Quote the text on AlignedStorage word for word, from "Moreover, I hope" up to and including "could eliminate it.".

## [READING TEXT]
◆ ◆ ◆ ◆ ◆ ◆ ◆

The implicitly-generated copy assignment operator will usually require similar changes — or it can be = deleted.

Final considerations

AlignedStorage seems like a good idea. But it’s extremely easy to run afoul of a copy operation that doesn’t preserve the actual object type, by the default copy constructor or assignment operator or by memcpy in entirely-separate code. We’re removing AlignedStorage{,2} so these classes can’t be misused this way. (The former has just been removed from the tree — the latter has many more users and will be harder to kill.) It’s possible to use them correctly, but misuse is too easy to leave these loaded guns in the tree.

If it’s truly necessary to hand-roll a solution, you should hand-roll all of it, all the way down to the buffer of unsigned char with an alignas() attribute. Writing this correctly this is expert-level C++. But it was expert-level C++ even with the aligned-storage helper. You should have to know what you’re doing — and you shouldn’t need the std::aligned_storage crutch to do it.

Moreover, I hope that the extra complexity of hand-rolling discourages non-expert reviewers from reviewing such code. I’d feel significantly more confident Mozilla won’t repeat this mistake if I knew that every use of (for example) alignas were reviewed by (say) froydnj or me. Perhaps we can get some Mercurial tooling in place to enforce a review requirement along those lines.

In the meantime, I hope I’ve made the C++ developers out there who read this, at least somewhat aware of this pitfall, and at best competent to avoid it.

14 Comments »

  1. Madness! What an insane footgun.

    Comment by Robert O'Callahan — 27.02.17 @ 15:11

  2. It’s madness, of a sort. The real problem is it’s not clear how you could eliminate it.

◆ ◆ ◆ ◆ ◆ ◆ ◆

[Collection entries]
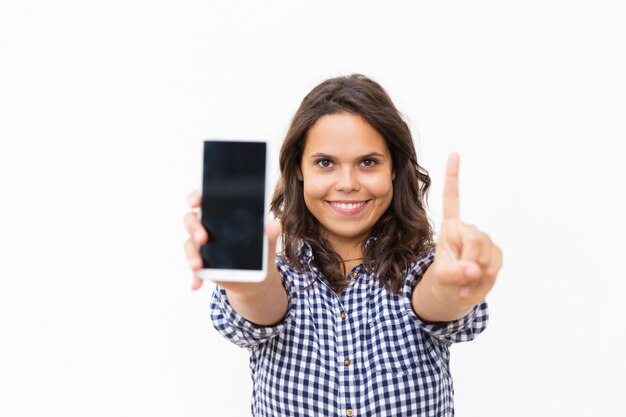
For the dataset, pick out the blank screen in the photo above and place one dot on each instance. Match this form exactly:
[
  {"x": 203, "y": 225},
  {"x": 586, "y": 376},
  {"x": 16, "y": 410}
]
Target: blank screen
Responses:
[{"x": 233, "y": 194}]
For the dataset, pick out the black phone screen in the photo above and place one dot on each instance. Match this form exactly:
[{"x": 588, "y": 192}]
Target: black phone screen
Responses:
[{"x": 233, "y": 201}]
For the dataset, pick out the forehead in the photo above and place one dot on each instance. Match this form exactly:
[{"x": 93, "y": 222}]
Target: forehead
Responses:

◆ ◆ ◆ ◆ ◆ ◆ ◆

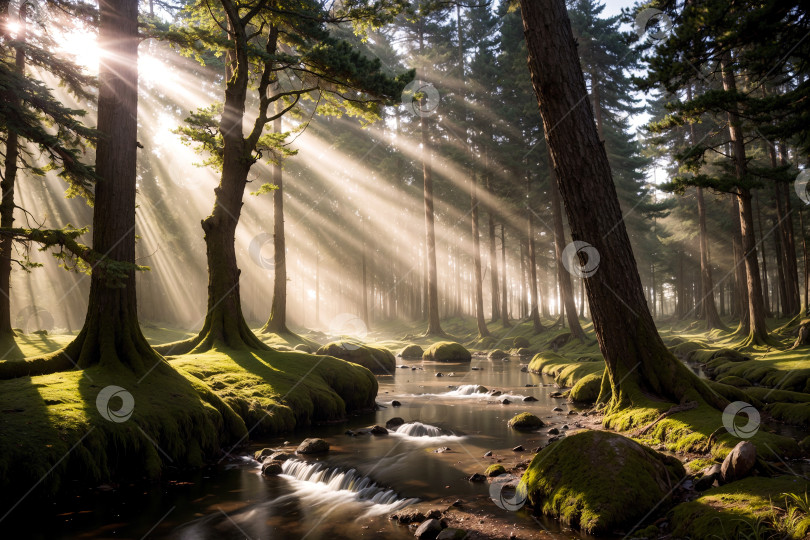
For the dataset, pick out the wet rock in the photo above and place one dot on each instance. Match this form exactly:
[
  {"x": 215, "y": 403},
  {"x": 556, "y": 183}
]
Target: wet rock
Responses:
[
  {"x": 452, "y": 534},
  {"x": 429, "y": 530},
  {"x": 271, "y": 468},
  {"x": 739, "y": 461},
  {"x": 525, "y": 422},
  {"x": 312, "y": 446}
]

◆ ◆ ◆ ◆ ◆ ◆ ◆

## [TASK SOLUTION]
Moreover, I hope that the extra complexity of hand-rolling discourages non-expert reviewers from reviewing such code. I’d feel significantly more confident Mozilla won’t repeat this mistake if I knew that every use of (for example) alignas were reviewed by (say) froydnj or me. Perhaps we can get some Mercurial tooling in place to enforce a review requirement along those lines.

In the meantime, I hope I’ve made the C++ developers out there who read this, at least somewhat aware of this pitfall, and at best competent to avoid it.

14 Comments »

  1. Madness! What an insane footgun.

    Comment by Robert O'Callahan — 27.02.17 @ 15:11

  2. It’s madness, of a sort. The real problem is it’s not clear how you could eliminate it.